## Brief
Please restate word for word all lines from the one containing "target: storefront sign" to the final line of the entries, and include no pictures.

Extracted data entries
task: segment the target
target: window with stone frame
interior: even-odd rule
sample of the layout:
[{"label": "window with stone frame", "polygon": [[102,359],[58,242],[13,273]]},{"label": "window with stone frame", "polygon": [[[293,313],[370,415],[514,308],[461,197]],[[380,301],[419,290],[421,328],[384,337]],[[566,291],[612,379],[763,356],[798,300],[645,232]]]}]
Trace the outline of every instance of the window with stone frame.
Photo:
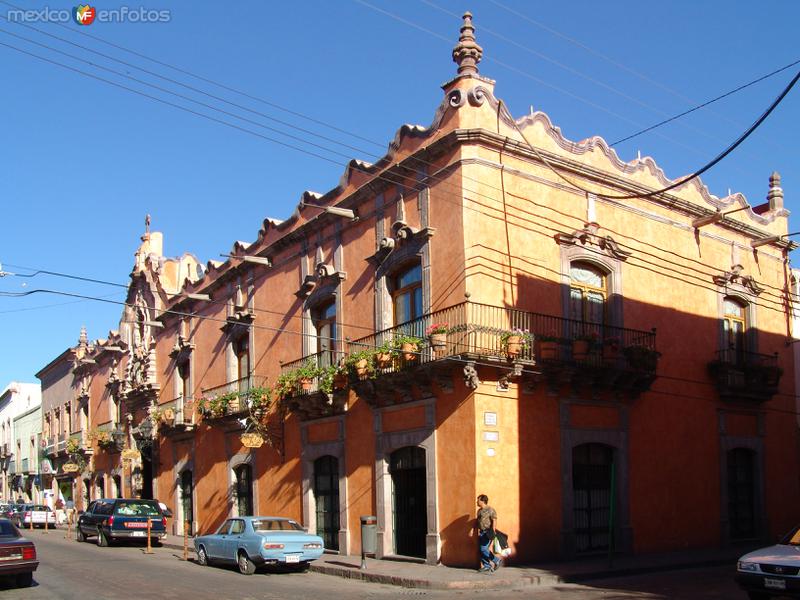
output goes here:
[{"label": "window with stone frame", "polygon": [[235,360],[235,375],[239,391],[250,389],[250,336],[249,331],[233,340],[231,344]]},{"label": "window with stone frame", "polygon": [[405,265],[391,278],[394,324],[400,325],[423,315],[422,265],[415,262]]},{"label": "window with stone frame", "polygon": [[747,303],[726,296],[722,301],[723,352],[727,362],[743,364],[747,352]]},{"label": "window with stone frame", "polygon": [[569,269],[569,317],[584,323],[606,322],[606,273],[589,263],[574,262]]},{"label": "window with stone frame", "polygon": [[316,333],[316,352],[319,355],[319,366],[327,367],[336,364],[337,327],[336,299],[326,300],[311,311],[311,320]]}]

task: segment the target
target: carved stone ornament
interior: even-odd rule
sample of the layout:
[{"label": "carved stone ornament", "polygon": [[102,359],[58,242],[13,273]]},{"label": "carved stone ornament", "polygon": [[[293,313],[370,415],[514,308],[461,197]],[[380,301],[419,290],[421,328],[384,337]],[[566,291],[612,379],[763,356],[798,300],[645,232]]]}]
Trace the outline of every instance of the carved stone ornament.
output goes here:
[{"label": "carved stone ornament", "polygon": [[384,237],[378,244],[378,250],[373,259],[378,263],[383,262],[389,254],[397,248],[408,246],[414,241],[427,239],[431,237],[436,230],[433,227],[426,227],[425,229],[417,229],[412,227],[406,221],[406,209],[403,196],[395,203],[395,218],[392,223],[391,230],[392,236]]},{"label": "carved stone ornament", "polygon": [[743,270],[742,265],[733,265],[730,271],[714,275],[714,283],[720,287],[740,286],[754,296],[759,296],[764,288],[758,285],[751,275],[742,275]]},{"label": "carved stone ornament", "polygon": [[464,383],[471,390],[477,390],[481,383],[478,378],[478,369],[475,368],[474,362],[468,362],[464,365]]},{"label": "carved stone ornament", "polygon": [[335,265],[325,262],[322,248],[317,247],[316,256],[314,257],[314,273],[303,278],[303,283],[300,284],[300,289],[295,295],[298,298],[308,298],[317,287],[331,284],[338,285],[340,281],[344,281],[346,278],[347,274],[344,271],[338,271]]},{"label": "carved stone ornament", "polygon": [[181,360],[188,356],[192,350],[194,350],[194,343],[190,342],[180,333],[169,355],[176,360]]},{"label": "carved stone ornament", "polygon": [[627,260],[631,253],[623,250],[610,235],[599,235],[599,229],[600,226],[597,223],[587,223],[583,229],[579,229],[574,233],[557,233],[555,240],[562,246],[590,248],[594,251],[599,250],[606,256],[616,260]]}]

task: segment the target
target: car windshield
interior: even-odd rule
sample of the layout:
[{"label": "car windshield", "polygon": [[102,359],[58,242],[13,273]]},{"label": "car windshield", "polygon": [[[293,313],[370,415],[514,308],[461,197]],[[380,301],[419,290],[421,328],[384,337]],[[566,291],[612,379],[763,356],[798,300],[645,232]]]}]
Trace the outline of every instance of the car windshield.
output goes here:
[{"label": "car windshield", "polygon": [[800,526],[795,527],[781,540],[787,546],[800,546]]},{"label": "car windshield", "polygon": [[117,502],[116,513],[125,517],[157,517],[161,514],[155,502]]},{"label": "car windshield", "polygon": [[289,519],[253,519],[256,531],[303,531],[295,521]]}]

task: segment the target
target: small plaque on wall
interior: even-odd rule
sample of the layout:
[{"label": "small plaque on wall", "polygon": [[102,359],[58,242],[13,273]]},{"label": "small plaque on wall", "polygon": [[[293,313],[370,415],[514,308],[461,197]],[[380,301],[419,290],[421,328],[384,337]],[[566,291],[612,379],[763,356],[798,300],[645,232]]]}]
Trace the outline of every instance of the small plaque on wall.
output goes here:
[{"label": "small plaque on wall", "polygon": [[487,448],[486,449],[486,456],[494,456],[495,454],[496,453],[494,451],[494,448]]},{"label": "small plaque on wall", "polygon": [[484,431],[483,432],[483,441],[484,442],[499,442],[500,441],[500,432],[499,431]]},{"label": "small plaque on wall", "polygon": [[483,413],[483,424],[490,426],[497,425],[497,413],[496,412]]}]

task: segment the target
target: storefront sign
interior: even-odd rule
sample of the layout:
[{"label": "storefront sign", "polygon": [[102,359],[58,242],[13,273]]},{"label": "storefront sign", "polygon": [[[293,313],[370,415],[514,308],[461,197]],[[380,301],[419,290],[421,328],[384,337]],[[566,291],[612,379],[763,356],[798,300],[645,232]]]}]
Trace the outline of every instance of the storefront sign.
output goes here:
[{"label": "storefront sign", "polygon": [[64,466],[61,467],[61,470],[64,471],[64,473],[77,473],[81,470],[81,468],[75,463],[64,463]]},{"label": "storefront sign", "polygon": [[50,462],[49,458],[42,459],[42,462],[39,463],[39,470],[42,472],[42,475],[53,474],[53,464]]},{"label": "storefront sign", "polygon": [[264,445],[264,438],[258,433],[243,433],[239,439],[245,448],[261,448]]},{"label": "storefront sign", "polygon": [[139,460],[141,454],[135,448],[128,448],[122,451],[122,460]]}]

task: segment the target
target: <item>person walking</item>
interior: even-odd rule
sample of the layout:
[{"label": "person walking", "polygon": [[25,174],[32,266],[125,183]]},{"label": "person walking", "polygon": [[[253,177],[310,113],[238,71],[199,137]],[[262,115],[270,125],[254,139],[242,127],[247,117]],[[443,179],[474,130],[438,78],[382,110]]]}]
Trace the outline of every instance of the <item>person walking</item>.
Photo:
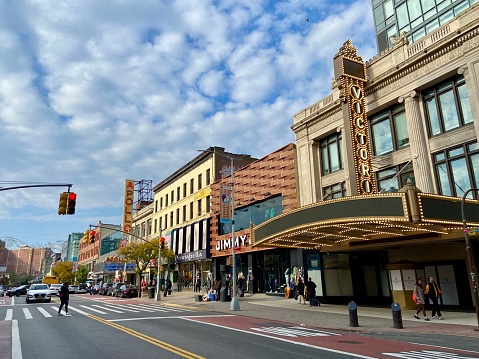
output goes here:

## Solution for this task
target: storefront sign
interior: even-odd rule
sample of the layout:
[{"label": "storefront sign", "polygon": [[102,359],[58,242],[13,273]]},{"label": "storefront sign", "polygon": [[[293,313],[370,415],[514,308],[461,197]],[[380,301],[419,290],[421,328],[384,337]],[[566,291],[612,379],[763,356],[798,300],[645,232]]]}]
Trace the outline of every instance of the storefront sign.
output goes here:
[{"label": "storefront sign", "polygon": [[64,466],[61,467],[61,470],[64,471],[64,473],[77,473],[81,470],[81,468],[75,463],[64,463]]},{"label": "storefront sign", "polygon": [[50,462],[49,458],[42,459],[42,462],[39,463],[39,470],[42,472],[42,475],[53,474],[53,464]]},{"label": "storefront sign", "polygon": [[264,445],[264,438],[258,433],[243,433],[239,439],[245,448],[261,448]]},{"label": "storefront sign", "polygon": [[139,460],[141,454],[135,448],[128,448],[122,451],[122,460]]}]

task: segment the target
target: <item>person walking</item>
interior: even-odd rule
sample of the layout:
[{"label": "person walking", "polygon": [[25,174],[32,266],[125,183]]},{"label": "person walking", "polygon": [[[253,177],[310,113],[238,71],[199,137]],[[262,115],[270,125],[254,139],[242,127],[247,117]],[[443,179],[474,130],[438,78],[382,110]]]}]
Trace the outline of every instance of the <item>person walking</item>.
Photo:
output goes here:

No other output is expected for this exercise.